:: Page extract ::

______

Which book do you think the best for a total beginner who wants to keep bees?

I should add I am encountering people who are not members of anything, do not have a mentor, do not have a book and are totally relying on the WWW. Brave souls, I think swimming in a pool of disinformation.

PH
 
The Haynes bee manual book is excellent.
 
The First book i read around 7 years ago got me kick started and guess which book it was....it was the Haynes bee manual personally i think it has a good bit of information in there for anyone wishing to take beekeeping up on his jack jones.. i have no mentor and i am not a member of any club but that book helped me loads and so did this forum.
I own two more books.. The Buzz About Bees which is a cracking book and The Beekeepers Problem Solver by James E Tew which is not good imo... as you may have gathered i'm not really a book person..:D
 
A beginner needs to think things through and appreciate the level of sophistication of the honeybee colony and how to sort through the disinformation.So a first book to read I would suggest the Honeybee democracy. It does not tell you how to do anything, but it tells you what the bees do. Particularly on, that worrying to some, subject of swarming.
 
Whatever Teach Yourself Beekeeping is now called, by Clare Waring.

Of course, it should be entitled, Get a mentor for better beekeeping. Whatever, the content is good.
 
Bees at the bottom of the garden to begin with followed by Ted Hooper imho
 
I like Roger Patterson's book for explanation of swarming, and increase. And I like his style of writing anyway.

Haynes for the visual representation of how to deal with queen cells (nuc method/artificial swarm/can't find the queen. A nicely presented book, but overly-reliant on big glossy pictures, IMO.

Clive de Bruyn's 'Practical Beekeeping' also.
 
I think it's the big pictures that make it good for beginners. My first book was hard going with little in the way of pictures and knowing nothing at the time, it was hard work. Those pictures are a thousand words to a total beginner.
 
If i buy that boooooooooooooooook will it make me a better bee wrangler.. ? .

One possible answer to your question is:" Could you be any worse"? but I could not possibly agree as I am sure you are "perfect in every way"/.... :sunning:


Apologies: could not resist it...A New Year's Resolution...
 
Thinking about it again, for an absolute beginner who might be thinking about keeping bees, but hasn't actually got any yet, the Ladybird book on beekeeping might not be bad. It introduces most concepts, but doesn't go into the same depth as Hooper or De Bruyn.

______

:: Supplied entries ::
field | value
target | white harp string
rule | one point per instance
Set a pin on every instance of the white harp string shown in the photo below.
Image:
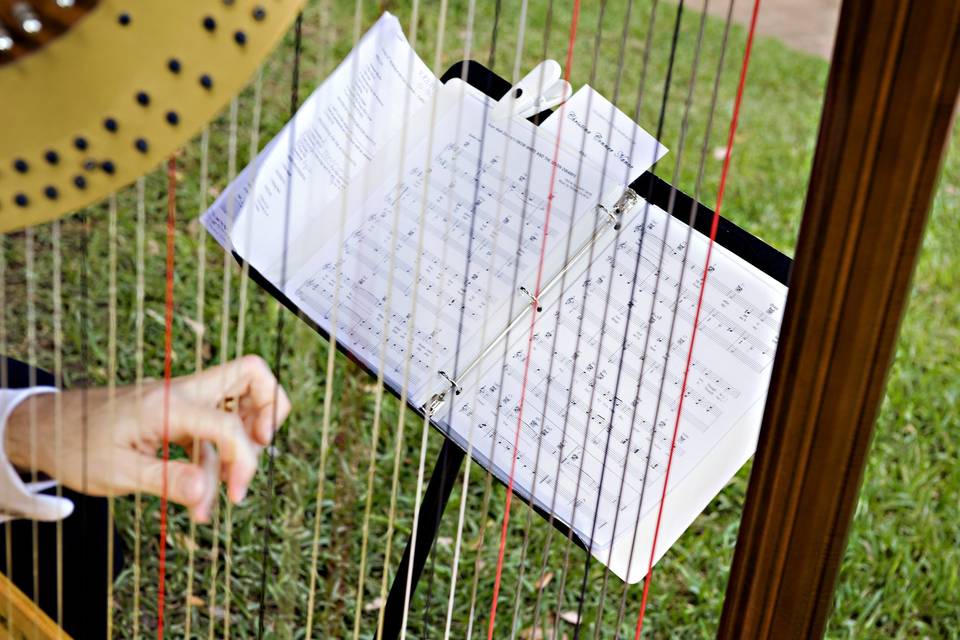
(199, 331)
(56, 286)
(384, 334)
(4, 374)
(111, 387)
(138, 388)
(326, 43)
(224, 343)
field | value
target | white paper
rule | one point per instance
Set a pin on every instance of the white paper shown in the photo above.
(604, 136)
(329, 142)
(564, 452)
(442, 249)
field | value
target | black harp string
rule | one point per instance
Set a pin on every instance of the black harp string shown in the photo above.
(408, 595)
(678, 163)
(566, 420)
(488, 477)
(630, 305)
(279, 348)
(30, 278)
(5, 384)
(391, 267)
(332, 339)
(567, 257)
(465, 288)
(515, 285)
(57, 293)
(463, 299)
(694, 212)
(606, 307)
(515, 77)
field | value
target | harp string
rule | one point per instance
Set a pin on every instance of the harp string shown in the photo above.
(567, 256)
(703, 283)
(464, 495)
(572, 37)
(630, 307)
(467, 52)
(404, 386)
(330, 370)
(111, 387)
(200, 330)
(279, 346)
(549, 535)
(691, 223)
(138, 382)
(384, 334)
(30, 277)
(243, 287)
(4, 382)
(324, 19)
(694, 210)
(681, 148)
(226, 290)
(167, 371)
(562, 582)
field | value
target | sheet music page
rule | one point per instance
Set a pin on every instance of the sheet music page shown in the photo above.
(476, 189)
(571, 387)
(604, 136)
(331, 140)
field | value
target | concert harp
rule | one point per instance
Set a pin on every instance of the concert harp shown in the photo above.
(114, 143)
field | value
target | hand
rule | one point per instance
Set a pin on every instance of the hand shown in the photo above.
(119, 453)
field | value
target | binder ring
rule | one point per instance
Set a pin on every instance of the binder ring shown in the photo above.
(612, 217)
(533, 299)
(453, 383)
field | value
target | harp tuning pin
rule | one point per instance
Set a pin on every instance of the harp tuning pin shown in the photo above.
(29, 22)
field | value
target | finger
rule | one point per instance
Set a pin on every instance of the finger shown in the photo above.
(183, 482)
(260, 394)
(267, 420)
(249, 375)
(210, 465)
(189, 421)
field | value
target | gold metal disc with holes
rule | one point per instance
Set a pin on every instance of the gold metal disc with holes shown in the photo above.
(109, 98)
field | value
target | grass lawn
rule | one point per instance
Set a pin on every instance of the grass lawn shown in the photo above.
(901, 571)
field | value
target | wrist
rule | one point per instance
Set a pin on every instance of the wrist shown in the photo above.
(22, 440)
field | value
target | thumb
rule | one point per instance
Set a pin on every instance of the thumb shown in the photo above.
(186, 483)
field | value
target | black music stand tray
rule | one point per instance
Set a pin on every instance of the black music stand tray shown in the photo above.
(447, 468)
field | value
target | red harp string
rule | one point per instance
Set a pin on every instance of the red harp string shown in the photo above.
(167, 365)
(696, 317)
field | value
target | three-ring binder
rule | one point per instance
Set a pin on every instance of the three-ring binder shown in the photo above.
(614, 214)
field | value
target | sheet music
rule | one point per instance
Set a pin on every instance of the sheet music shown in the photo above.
(331, 140)
(733, 355)
(604, 136)
(478, 193)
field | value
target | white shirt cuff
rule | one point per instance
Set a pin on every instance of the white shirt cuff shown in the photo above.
(17, 498)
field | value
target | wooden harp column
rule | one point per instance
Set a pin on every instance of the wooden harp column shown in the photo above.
(889, 103)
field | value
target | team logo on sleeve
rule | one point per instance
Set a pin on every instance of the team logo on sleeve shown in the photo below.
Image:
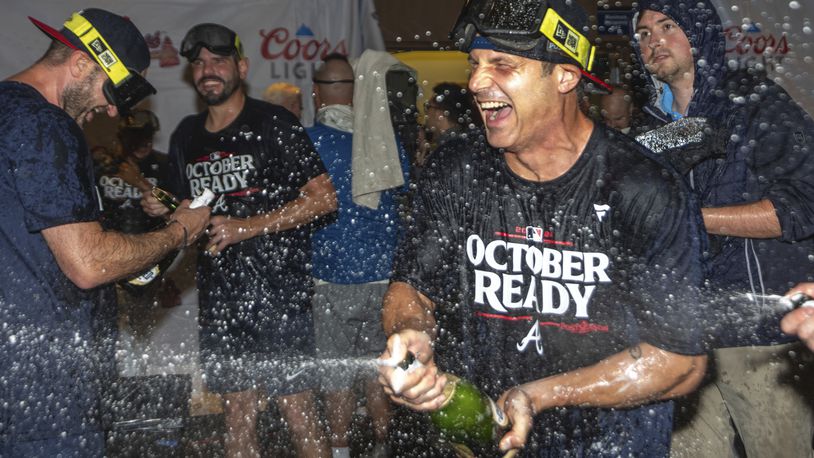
(601, 211)
(534, 233)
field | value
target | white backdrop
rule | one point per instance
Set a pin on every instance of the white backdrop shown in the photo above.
(284, 40)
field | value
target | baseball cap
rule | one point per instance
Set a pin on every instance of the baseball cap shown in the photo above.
(547, 30)
(116, 45)
(550, 30)
(216, 38)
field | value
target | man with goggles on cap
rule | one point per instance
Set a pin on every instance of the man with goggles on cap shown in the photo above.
(253, 277)
(55, 253)
(543, 266)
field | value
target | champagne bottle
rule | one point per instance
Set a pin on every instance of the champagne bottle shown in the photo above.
(138, 283)
(165, 198)
(468, 418)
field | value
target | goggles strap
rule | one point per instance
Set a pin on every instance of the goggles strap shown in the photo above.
(568, 39)
(98, 47)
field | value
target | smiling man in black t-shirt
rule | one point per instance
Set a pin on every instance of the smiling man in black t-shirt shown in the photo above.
(253, 279)
(554, 267)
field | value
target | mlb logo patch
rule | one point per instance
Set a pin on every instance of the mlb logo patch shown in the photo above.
(534, 233)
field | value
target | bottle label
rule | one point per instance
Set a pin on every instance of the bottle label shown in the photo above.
(146, 277)
(497, 414)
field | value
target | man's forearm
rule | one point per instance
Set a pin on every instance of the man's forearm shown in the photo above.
(635, 376)
(90, 256)
(754, 220)
(406, 308)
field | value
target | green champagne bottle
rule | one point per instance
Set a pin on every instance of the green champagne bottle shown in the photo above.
(469, 419)
(137, 284)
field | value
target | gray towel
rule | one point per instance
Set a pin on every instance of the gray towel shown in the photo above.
(375, 165)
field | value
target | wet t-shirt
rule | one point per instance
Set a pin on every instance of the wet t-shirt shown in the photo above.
(255, 165)
(47, 354)
(533, 279)
(121, 202)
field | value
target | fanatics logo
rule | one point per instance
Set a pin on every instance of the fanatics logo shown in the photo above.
(601, 211)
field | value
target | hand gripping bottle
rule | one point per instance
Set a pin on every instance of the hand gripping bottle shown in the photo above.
(136, 284)
(468, 418)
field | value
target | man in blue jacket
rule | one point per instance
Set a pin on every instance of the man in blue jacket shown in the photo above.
(352, 259)
(754, 176)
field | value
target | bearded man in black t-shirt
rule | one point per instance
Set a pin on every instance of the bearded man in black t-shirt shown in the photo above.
(253, 279)
(557, 266)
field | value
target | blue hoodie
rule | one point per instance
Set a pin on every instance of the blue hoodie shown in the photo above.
(767, 155)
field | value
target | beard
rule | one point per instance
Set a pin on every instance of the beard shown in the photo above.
(77, 98)
(212, 98)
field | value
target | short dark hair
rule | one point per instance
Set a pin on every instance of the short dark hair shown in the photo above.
(56, 54)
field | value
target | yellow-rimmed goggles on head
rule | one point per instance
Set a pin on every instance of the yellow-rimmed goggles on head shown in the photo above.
(530, 28)
(125, 87)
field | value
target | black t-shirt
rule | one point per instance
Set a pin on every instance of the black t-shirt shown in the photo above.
(121, 202)
(532, 279)
(257, 164)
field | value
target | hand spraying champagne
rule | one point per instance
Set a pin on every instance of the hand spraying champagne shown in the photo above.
(467, 418)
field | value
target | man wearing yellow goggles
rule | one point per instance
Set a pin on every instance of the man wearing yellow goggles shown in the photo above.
(112, 47)
(56, 341)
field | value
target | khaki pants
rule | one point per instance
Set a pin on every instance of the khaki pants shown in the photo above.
(764, 394)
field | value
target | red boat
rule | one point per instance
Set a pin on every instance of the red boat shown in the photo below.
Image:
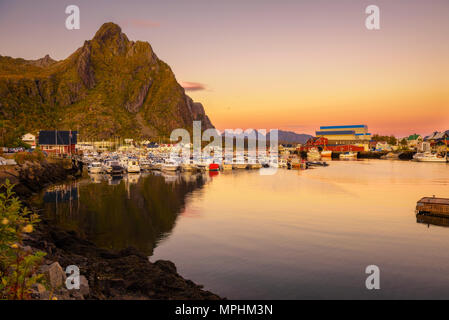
(214, 167)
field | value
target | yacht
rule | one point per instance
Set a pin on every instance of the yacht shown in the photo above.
(133, 166)
(430, 157)
(313, 155)
(326, 154)
(170, 165)
(95, 167)
(226, 166)
(348, 155)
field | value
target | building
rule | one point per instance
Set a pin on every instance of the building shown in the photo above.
(414, 140)
(30, 139)
(348, 135)
(58, 142)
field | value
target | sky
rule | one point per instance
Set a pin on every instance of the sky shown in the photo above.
(287, 64)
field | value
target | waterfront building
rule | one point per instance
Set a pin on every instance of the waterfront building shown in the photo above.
(30, 139)
(414, 140)
(347, 135)
(58, 142)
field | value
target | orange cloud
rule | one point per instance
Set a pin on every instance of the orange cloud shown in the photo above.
(193, 86)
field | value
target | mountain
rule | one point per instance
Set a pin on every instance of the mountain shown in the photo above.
(291, 137)
(109, 87)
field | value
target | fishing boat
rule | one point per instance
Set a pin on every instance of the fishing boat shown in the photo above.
(226, 166)
(254, 164)
(187, 165)
(313, 155)
(112, 167)
(133, 166)
(95, 167)
(429, 157)
(348, 155)
(145, 164)
(170, 166)
(326, 154)
(214, 167)
(282, 163)
(238, 164)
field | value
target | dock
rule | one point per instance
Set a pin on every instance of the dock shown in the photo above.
(433, 206)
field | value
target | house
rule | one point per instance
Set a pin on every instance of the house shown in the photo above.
(438, 141)
(414, 140)
(30, 139)
(58, 142)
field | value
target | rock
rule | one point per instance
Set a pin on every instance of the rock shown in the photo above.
(84, 286)
(54, 274)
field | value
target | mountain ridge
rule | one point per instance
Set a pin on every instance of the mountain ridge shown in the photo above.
(109, 87)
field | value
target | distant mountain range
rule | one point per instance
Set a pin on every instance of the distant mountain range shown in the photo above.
(111, 86)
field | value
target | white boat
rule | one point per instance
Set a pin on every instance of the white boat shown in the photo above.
(133, 166)
(282, 163)
(253, 164)
(187, 166)
(429, 157)
(238, 164)
(95, 167)
(145, 164)
(326, 154)
(170, 165)
(226, 166)
(348, 155)
(313, 155)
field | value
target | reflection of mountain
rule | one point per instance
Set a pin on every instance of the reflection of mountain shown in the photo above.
(123, 215)
(432, 220)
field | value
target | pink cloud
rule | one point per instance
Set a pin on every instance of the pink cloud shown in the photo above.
(141, 23)
(193, 86)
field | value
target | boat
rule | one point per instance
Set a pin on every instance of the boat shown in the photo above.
(187, 165)
(313, 155)
(145, 164)
(282, 163)
(133, 166)
(112, 167)
(95, 167)
(348, 155)
(390, 155)
(433, 206)
(226, 166)
(430, 157)
(238, 164)
(170, 166)
(214, 167)
(326, 154)
(254, 164)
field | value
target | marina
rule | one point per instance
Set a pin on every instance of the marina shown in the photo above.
(281, 236)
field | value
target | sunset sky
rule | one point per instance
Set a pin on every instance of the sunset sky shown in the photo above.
(287, 64)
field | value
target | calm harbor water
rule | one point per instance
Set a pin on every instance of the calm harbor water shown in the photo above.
(292, 235)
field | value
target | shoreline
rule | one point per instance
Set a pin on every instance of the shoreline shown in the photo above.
(105, 274)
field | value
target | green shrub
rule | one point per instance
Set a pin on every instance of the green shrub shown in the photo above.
(18, 266)
(35, 156)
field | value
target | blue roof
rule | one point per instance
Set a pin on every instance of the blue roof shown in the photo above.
(343, 127)
(60, 137)
(321, 133)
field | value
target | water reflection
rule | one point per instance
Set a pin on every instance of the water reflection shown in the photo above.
(432, 220)
(120, 211)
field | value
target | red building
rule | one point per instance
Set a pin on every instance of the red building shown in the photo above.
(322, 143)
(58, 142)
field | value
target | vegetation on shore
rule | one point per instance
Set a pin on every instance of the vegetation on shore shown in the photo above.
(18, 263)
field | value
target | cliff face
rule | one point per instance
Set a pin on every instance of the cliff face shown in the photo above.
(111, 86)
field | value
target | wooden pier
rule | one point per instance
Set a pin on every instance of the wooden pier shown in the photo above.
(433, 206)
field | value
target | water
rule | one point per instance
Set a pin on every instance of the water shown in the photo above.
(293, 235)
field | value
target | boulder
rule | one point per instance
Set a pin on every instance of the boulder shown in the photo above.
(55, 275)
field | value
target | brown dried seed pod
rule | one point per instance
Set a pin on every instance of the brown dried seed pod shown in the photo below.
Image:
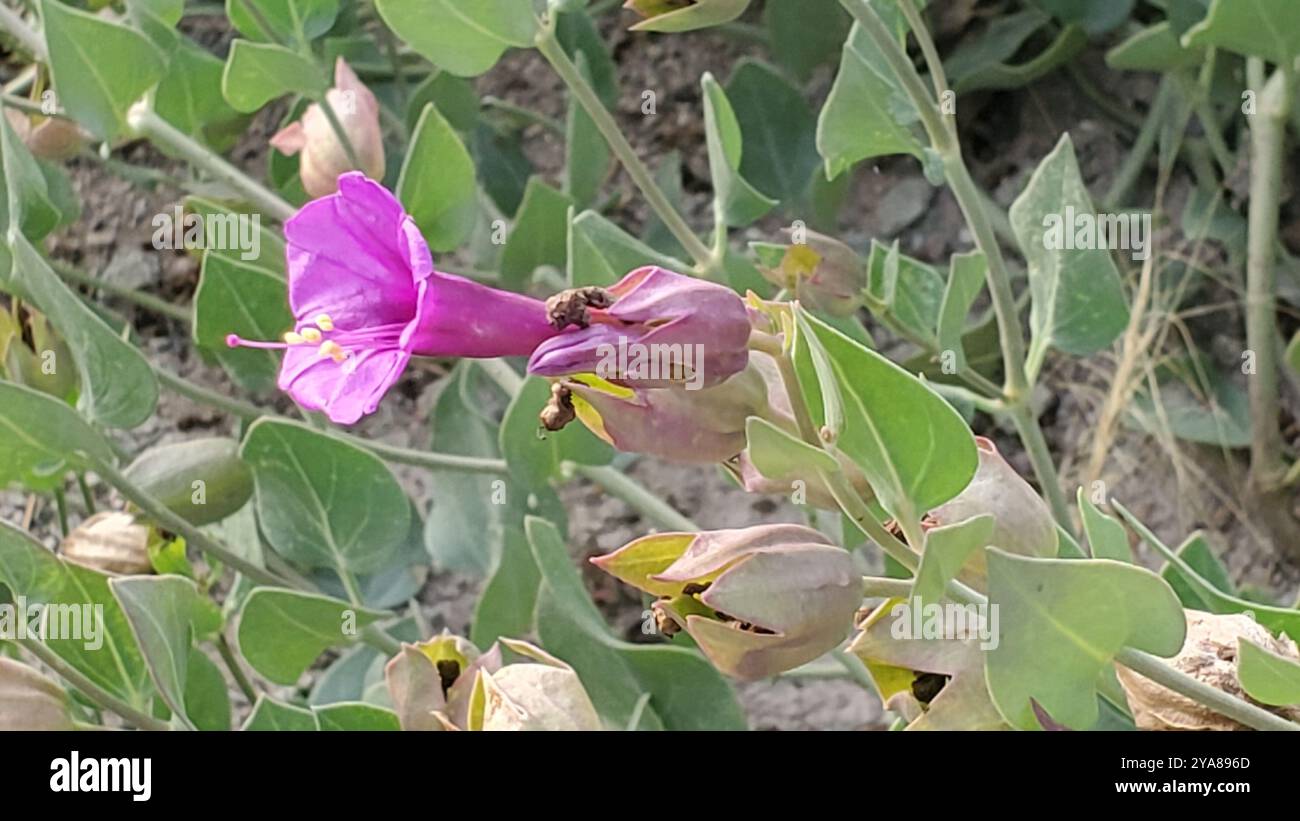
(29, 700)
(112, 542)
(1209, 655)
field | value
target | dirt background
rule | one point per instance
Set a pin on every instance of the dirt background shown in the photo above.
(1005, 133)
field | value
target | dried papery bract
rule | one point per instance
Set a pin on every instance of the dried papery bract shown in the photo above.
(323, 155)
(112, 542)
(446, 685)
(758, 600)
(29, 700)
(1210, 656)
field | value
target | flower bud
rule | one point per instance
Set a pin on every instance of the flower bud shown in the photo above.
(651, 329)
(47, 138)
(822, 272)
(536, 693)
(1209, 655)
(29, 700)
(757, 600)
(683, 426)
(111, 542)
(1022, 521)
(324, 157)
(203, 481)
(423, 682)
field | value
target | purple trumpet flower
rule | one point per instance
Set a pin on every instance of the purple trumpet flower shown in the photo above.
(651, 329)
(365, 299)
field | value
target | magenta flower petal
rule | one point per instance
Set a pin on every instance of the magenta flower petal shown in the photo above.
(346, 390)
(367, 298)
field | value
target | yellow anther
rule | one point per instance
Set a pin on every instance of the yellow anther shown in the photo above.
(333, 351)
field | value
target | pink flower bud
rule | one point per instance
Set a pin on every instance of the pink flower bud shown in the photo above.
(324, 157)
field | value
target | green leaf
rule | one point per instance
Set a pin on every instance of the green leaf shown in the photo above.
(272, 715)
(118, 389)
(866, 113)
(325, 503)
(700, 14)
(27, 202)
(805, 33)
(1268, 677)
(1079, 303)
(947, 550)
(778, 127)
(463, 37)
(685, 691)
(437, 185)
(896, 428)
(356, 717)
(100, 68)
(586, 155)
(284, 631)
(31, 570)
(1266, 29)
(42, 439)
(161, 611)
(245, 299)
(207, 702)
(538, 234)
(1062, 622)
(1155, 48)
(1277, 618)
(534, 456)
(258, 73)
(1106, 538)
(778, 454)
(739, 202)
(965, 282)
(290, 21)
(909, 291)
(599, 252)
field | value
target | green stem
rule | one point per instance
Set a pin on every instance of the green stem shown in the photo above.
(1268, 142)
(144, 300)
(1040, 457)
(168, 520)
(147, 124)
(554, 53)
(228, 656)
(90, 689)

______

:: List of tasks ::
• a. Reproduce the beekeeping thread from "Which book do" up to and including "pool of disinformation.".
• b. Translate into Spanish this sentence from the beekeeping thread: "Those pictures are a thousand words to a total beginner."
The material has no connection to the beekeeping thread.

:: Task results ::
• a.
Which book do you think the best for a total beginner who wants to keep bees?

I should add I am encountering people who are not members of anything, do not have a mentor, do not have a book and are totally relying on the WWW. Brave souls, I think swimming in a pool of disinformation.

• b. Para un principiante absoluto, esas imágenes equivalen a mil palabras.